What needs to be done: Word for word, transcribe the lines from the one containing "For each instance of the green and" through the end of the entries, both included, and nothing else.
========================================
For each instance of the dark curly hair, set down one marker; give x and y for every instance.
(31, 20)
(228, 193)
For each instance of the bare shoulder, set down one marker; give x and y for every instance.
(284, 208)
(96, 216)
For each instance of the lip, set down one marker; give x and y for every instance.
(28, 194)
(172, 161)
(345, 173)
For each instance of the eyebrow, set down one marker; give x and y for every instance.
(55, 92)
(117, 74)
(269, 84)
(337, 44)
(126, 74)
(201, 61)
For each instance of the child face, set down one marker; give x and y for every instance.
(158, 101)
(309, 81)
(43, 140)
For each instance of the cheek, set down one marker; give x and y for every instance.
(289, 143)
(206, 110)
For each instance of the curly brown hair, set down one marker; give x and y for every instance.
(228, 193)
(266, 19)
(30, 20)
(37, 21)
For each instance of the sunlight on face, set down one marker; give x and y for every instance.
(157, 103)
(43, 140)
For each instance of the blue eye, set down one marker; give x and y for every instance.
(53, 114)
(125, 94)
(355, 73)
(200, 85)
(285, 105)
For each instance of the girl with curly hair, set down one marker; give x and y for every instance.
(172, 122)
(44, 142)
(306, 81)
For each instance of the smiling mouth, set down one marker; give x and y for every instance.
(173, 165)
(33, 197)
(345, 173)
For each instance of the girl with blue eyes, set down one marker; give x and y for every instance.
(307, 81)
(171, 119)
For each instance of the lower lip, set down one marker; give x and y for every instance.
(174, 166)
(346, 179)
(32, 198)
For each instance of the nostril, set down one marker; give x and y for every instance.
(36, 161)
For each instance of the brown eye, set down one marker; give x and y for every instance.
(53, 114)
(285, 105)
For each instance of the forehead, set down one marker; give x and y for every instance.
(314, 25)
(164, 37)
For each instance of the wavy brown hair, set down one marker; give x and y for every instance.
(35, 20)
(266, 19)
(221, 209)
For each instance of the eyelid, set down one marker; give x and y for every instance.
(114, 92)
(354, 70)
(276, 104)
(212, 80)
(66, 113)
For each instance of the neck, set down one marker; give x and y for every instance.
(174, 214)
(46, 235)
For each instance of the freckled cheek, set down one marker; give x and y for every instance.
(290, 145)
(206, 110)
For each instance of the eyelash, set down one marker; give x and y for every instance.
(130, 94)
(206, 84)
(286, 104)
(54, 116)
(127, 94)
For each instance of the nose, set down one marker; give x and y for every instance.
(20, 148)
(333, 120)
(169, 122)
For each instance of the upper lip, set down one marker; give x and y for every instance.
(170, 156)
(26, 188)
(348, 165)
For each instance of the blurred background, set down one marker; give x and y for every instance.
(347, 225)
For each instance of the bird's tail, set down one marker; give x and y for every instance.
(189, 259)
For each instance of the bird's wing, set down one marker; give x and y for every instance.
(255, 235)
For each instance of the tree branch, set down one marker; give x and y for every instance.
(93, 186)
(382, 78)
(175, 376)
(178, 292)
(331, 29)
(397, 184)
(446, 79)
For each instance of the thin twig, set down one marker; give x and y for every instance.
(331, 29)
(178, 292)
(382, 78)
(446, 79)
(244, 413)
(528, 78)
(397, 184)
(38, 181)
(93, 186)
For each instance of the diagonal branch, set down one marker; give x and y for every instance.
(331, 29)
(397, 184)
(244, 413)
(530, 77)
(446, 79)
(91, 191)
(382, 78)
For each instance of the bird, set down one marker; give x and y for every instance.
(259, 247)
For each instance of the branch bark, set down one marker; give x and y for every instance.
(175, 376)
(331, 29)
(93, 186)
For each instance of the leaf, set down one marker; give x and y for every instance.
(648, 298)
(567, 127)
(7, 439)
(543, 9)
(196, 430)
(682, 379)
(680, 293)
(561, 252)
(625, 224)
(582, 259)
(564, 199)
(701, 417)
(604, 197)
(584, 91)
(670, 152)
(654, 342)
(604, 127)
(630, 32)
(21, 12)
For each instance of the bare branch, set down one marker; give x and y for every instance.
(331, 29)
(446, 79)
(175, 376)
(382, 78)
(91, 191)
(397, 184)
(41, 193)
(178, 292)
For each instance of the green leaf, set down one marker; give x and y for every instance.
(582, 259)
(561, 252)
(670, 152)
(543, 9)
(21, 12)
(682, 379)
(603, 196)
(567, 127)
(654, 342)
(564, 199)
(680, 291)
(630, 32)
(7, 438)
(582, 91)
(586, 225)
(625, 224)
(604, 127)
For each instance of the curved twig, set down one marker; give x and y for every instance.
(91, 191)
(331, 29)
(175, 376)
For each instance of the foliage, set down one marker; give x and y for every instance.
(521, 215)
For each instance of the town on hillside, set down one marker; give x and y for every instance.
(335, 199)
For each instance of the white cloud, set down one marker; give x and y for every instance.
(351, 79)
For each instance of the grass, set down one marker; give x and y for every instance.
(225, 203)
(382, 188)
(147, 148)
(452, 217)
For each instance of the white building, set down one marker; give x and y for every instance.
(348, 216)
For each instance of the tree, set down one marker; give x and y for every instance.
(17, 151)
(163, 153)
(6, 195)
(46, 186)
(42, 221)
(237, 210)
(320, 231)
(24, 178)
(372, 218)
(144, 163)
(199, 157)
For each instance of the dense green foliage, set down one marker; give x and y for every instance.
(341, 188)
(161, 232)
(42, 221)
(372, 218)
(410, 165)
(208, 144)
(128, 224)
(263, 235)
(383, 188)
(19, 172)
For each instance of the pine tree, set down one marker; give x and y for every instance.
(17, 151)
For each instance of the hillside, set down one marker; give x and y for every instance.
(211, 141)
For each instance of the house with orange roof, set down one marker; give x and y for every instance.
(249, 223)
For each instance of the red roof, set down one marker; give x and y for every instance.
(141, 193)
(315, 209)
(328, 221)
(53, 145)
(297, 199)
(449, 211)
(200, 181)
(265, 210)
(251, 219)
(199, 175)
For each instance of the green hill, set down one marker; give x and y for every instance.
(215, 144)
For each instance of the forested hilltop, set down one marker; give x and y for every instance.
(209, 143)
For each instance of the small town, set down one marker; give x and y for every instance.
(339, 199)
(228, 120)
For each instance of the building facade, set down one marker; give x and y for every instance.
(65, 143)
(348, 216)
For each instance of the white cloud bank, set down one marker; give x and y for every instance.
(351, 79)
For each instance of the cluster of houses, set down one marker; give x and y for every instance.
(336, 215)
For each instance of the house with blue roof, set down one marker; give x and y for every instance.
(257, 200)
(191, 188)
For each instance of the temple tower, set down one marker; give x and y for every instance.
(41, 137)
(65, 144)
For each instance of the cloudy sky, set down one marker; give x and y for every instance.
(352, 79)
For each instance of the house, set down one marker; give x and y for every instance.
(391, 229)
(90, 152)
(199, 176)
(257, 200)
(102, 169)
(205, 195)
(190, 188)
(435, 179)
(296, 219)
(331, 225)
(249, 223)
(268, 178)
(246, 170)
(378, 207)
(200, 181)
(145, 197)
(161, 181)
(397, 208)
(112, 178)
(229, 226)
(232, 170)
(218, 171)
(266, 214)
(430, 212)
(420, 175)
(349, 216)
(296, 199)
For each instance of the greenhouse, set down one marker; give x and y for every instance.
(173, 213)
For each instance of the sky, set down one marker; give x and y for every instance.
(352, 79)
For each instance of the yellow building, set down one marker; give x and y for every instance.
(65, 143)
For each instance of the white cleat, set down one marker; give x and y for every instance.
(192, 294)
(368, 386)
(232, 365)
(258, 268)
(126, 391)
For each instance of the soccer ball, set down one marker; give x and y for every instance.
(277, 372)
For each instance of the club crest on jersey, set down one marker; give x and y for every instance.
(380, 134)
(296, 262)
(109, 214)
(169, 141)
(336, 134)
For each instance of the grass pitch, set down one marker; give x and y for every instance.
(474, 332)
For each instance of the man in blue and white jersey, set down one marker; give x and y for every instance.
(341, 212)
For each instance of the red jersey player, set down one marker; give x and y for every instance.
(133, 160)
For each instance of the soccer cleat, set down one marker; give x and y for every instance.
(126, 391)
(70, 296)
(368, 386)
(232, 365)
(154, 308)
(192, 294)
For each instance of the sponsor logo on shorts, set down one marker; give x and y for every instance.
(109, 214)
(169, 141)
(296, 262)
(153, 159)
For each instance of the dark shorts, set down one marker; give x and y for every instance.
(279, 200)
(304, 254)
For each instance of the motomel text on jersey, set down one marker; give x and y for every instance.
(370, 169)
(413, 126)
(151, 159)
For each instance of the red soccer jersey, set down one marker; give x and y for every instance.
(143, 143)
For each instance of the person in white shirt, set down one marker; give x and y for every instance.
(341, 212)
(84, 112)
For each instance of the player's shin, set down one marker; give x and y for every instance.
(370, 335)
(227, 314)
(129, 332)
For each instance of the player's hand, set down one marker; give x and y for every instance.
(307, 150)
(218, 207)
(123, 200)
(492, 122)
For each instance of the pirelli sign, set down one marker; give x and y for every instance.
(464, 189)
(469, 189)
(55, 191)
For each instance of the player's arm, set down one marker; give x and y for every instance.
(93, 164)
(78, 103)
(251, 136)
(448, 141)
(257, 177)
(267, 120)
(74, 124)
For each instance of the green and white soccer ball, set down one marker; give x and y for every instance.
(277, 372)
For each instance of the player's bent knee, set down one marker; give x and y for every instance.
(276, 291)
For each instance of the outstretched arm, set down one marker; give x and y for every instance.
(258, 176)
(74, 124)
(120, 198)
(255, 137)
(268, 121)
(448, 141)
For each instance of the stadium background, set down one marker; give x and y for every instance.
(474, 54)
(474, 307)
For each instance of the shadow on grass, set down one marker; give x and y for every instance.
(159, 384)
========================================
Answer box:
For each instance of the green and white soccer ball, set down one marker; give x and y for every instance.
(277, 372)
For each instance of the player's bent knee, set down one marker; give x and y for every instance.
(276, 291)
For each instance of the outstretched arm, set down one marker; give x and y for every instance.
(258, 176)
(74, 124)
(120, 198)
(255, 137)
(268, 121)
(448, 141)
For each instance of the stadium background, set down one marker; give x and y for every instance.
(474, 54)
(474, 307)
For each instance of the shadow on grass, set down one marker; give x and y for every instance.
(159, 384)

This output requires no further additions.